• EXERCISE INSTRUCTIONS
Convert each line of the items below into a JSON list of strings, one string per line, omitting any blank lines.

• STORED DATA
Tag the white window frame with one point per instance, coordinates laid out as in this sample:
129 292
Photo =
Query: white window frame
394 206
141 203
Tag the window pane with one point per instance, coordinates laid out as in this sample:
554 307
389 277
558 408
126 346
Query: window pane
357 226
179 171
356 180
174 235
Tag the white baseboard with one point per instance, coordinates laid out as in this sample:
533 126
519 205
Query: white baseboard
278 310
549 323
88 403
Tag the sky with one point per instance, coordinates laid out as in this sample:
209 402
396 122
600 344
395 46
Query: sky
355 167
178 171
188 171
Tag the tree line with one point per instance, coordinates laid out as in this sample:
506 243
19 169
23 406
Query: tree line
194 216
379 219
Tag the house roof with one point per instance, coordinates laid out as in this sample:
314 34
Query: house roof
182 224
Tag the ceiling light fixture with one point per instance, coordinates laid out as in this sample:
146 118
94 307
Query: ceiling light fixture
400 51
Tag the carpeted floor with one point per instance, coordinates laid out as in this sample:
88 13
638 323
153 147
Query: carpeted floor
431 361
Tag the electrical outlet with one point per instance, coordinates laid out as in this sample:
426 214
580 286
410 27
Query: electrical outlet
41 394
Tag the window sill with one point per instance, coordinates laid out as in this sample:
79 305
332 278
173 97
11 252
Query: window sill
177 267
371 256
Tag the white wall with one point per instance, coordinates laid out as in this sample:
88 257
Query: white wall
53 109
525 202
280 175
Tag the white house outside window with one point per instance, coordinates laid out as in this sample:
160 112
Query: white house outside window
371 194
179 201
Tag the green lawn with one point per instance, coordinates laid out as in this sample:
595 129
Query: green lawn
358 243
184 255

• ANSWER TO THIS TASK
[
  "Tag the white window frame with one point per instance, coordinates laid out as in this sample:",
  "129 292",
  "Photo =",
  "Query: white window frame",
  "394 206",
  "141 203",
  "Tag the window pane with one point per instance, coordinates laid out as in this sample:",
  "554 307",
  "389 277",
  "558 408",
  "126 346",
  "Query: window pane",
  "357 226",
  "179 171",
  "356 180",
  "174 235",
  "Tag the white baseboard with one point per instance, coordinates laid out as in this sample:",
  "533 126",
  "519 205",
  "Query: white baseboard",
  "278 310",
  "549 323",
  "88 403",
  "Tag the sky with one point per instance, coordinates laid out as in this sample:",
  "209 402",
  "396 122",
  "600 344",
  "395 46",
  "Query: sky",
  "355 167",
  "178 171",
  "188 171",
  "Tag the tree line with one point per instance, coordinates laid out as in this sample:",
  "506 243",
  "19 169",
  "23 406",
  "Query: tree line",
  "194 216",
  "379 219",
  "Tag the house roof with one point per instance, coordinates laid out as in this sample:",
  "314 34",
  "Query: house roof",
  "182 224",
  "Tag the ceiling light fixture with one point per instance, coordinates laid out as in this sample:",
  "146 118",
  "94 307",
  "Query: ceiling light fixture",
  "400 51",
  "Tag the carpeted floor with one point per instance, coordinates laid out as in this sample:",
  "88 13",
  "638 323",
  "153 147",
  "Query: carpeted floor",
  "431 361",
  "Tag the electrical outlet with one point per instance, coordinates laid out as in this sample:",
  "426 214",
  "580 286",
  "410 27",
  "Query: electrical outlet",
  "41 394",
  "Tag the window sill with one point per instance, coordinates laid out as in this sample:",
  "79 305",
  "332 278",
  "173 97",
  "11 252",
  "Query: window sill",
  "177 267",
  "371 256",
  "Tag the white wall with one point per instance, coordinates laid out as in this sample:",
  "88 257",
  "Query: white wall",
  "53 109",
  "525 202",
  "280 175",
  "Tag the white house outside window with one point per instance, coordinates laid out as in this sample:",
  "160 112",
  "Query: white house outside window",
  "371 194",
  "179 201",
  "Tag the green lawn with one point per instance, coordinates laid out as in this sample:",
  "595 129",
  "Query: green lawn",
  "358 243",
  "184 255"
]